Brief 1 => In one to three sentences, explain why the article on the Caroline gas complex says the complex will be shifting gears.
Brief 2 => Please continue the article on the Caroline gas complex from the point where it stops.

* BEGIN Passage to read *

As 1986’s largest gas field discovery in Alberta in the preceding decades nears depletion, the Caroline-area complex built to process its sour gas will be shifting gears.
Shell’s production superintendent for Central Alberta said the company’s Caroline field is nearing 95 per cent recovery.
The company is growing its Rocky Mountain House play, which will instead provide sweet gas to the Caroline Complex, said Mark Weiss.
“While this will change the dynamics of the plant significantly, it will allow us to remain a fixture in the community for decades to come,” he said.
A team of Shell’s geologists and geophysicists discovered the sour natural gas field in 1986. At the time, it was Alberta’s largest natural gas discovery in 20 years.
Its raw natural gas and gas liquids reserves were estimated at 56 billion cubic metres (2.1 trillion cubic feet).
The Shell Caroline Complex began operating in 1993 to separate and process the sour natural gas.
Constructed over a period of 30 months at a cost of about $1 billion, today it is the newest, most technologically advanced of Shell’s three sour gas processing facilities in Western Canada.
Shell is the major owner and operator of the Caroline Complex which includes the gas field, 10 operating wells, two operating compressor stations, a major gas processing plant and a sulphur forming and storage facility.
The Caroline Complex produces sales gas (methane), natural gas liquids, condensate and sulphur.
Weiss said “it is a truly unique and special opportunity” to be celebrating the plant’s 25th anniversary in the community where he was raised.
“This will be a recognition of not only producing gas, but a celebration of true community involvement and collaboration over the past quarter century. Like the community in which it resides, the people are the strength and backbone of the Caroline organization and they are the reason why we have achieved this milestone,” he added.
Alice Murray, a recently retired Shell employee said she was very proud to be part of those 25 years “and witness the sincerity and integrity Shell exhibited in becoming a part of the community.”
The former community liaison of the Shell Caroline Complex was one of the founders of the Sundre Petroleum Operators Group (SPOG).
In 1992, SPOG was exclusively made up of industry members who were working together to provide efficiencies in emergency response plans within the Sundre area.

* END Passage to read *
* BEGIN Data entries *

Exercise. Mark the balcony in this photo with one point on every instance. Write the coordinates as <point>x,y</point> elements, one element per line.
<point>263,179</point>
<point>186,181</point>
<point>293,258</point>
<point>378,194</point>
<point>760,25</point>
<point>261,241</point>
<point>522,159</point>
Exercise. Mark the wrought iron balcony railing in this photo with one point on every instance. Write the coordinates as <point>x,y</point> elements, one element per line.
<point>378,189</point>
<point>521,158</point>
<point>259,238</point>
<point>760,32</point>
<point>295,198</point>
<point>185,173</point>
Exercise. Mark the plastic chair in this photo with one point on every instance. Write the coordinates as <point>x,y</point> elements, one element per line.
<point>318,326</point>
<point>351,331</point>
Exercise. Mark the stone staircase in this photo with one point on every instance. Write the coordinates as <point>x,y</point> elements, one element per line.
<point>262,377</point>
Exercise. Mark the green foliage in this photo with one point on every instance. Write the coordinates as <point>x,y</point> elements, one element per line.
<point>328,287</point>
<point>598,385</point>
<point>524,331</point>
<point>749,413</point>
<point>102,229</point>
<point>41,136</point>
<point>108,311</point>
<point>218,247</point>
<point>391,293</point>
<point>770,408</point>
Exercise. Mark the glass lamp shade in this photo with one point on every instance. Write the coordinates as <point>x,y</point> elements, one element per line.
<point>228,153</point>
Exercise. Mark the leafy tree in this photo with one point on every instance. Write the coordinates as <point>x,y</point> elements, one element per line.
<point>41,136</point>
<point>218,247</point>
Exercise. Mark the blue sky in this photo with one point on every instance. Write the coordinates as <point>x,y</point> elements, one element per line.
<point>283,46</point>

* END Data entries *

Expected answer 1 => The Caroline field is nearing depletion, with close to 95 per cent of it recovered. Shell is therefore growing its Rocky Mountain House play, which will supply sweet gas to the complex instead of the sour gas the complex was built to process.

Expected answer 2 =>
That year, a sweet gas transmission line explosion in the Caroline area caused concern amongst area residents and landowners. Communication between industry and stakeholders in the area was said to be extremely lacking.
Murray is said to have spearheaded the efforts to change the way that industry engaged with communities based on collaboration and inclusion. It fostered the approach of including the industry operators to become members of communities.
Twenty-five years after Caroline Complex became operational, Murray commended Shell.
“The local jobs, the contributions to so many needs within our communities and the attitude of truly wanting to be a good neighbour has made you a very valued part of our community. Wishing you 25 more years of safe operations.”
Currently, the Caroline Complex produces sales gas (methane), natural gas liquids, condensate and sulphur.
Methane is shipped by pipeline to markets in Eastern Canada and the United States. It is used primarily for heating and electrical generation.
Natural gas liquids (NGL) include propane, butane and ethane.
Propane is sold to domestic and U.S. distributors for heating, crop drying, auto fuel and petrochemical feedstock.
Butane is shipped to refineries where it is used as a gasoline blending component and to petrochemical plants for use as a feedstock.
Ethane is shipped by pipeline to petrochemical plants where it is used as a "building block" for a variety of chemicals and plastics.
Condensate is a petroleum liquid similar to unrefined gasoline. It is shipped by pipeline to refineries as a feedstock to convert crude oil into various finished petroleum products, or for use as a diluent that thins the heavy crude oil so that it will pump or move through a pipeline.
Sulphur is pipelined 41 kilometres to the Shantz Sulphur Forming facility where it is formed into pellets and transported by rail to Vancouver for shipment to international markets.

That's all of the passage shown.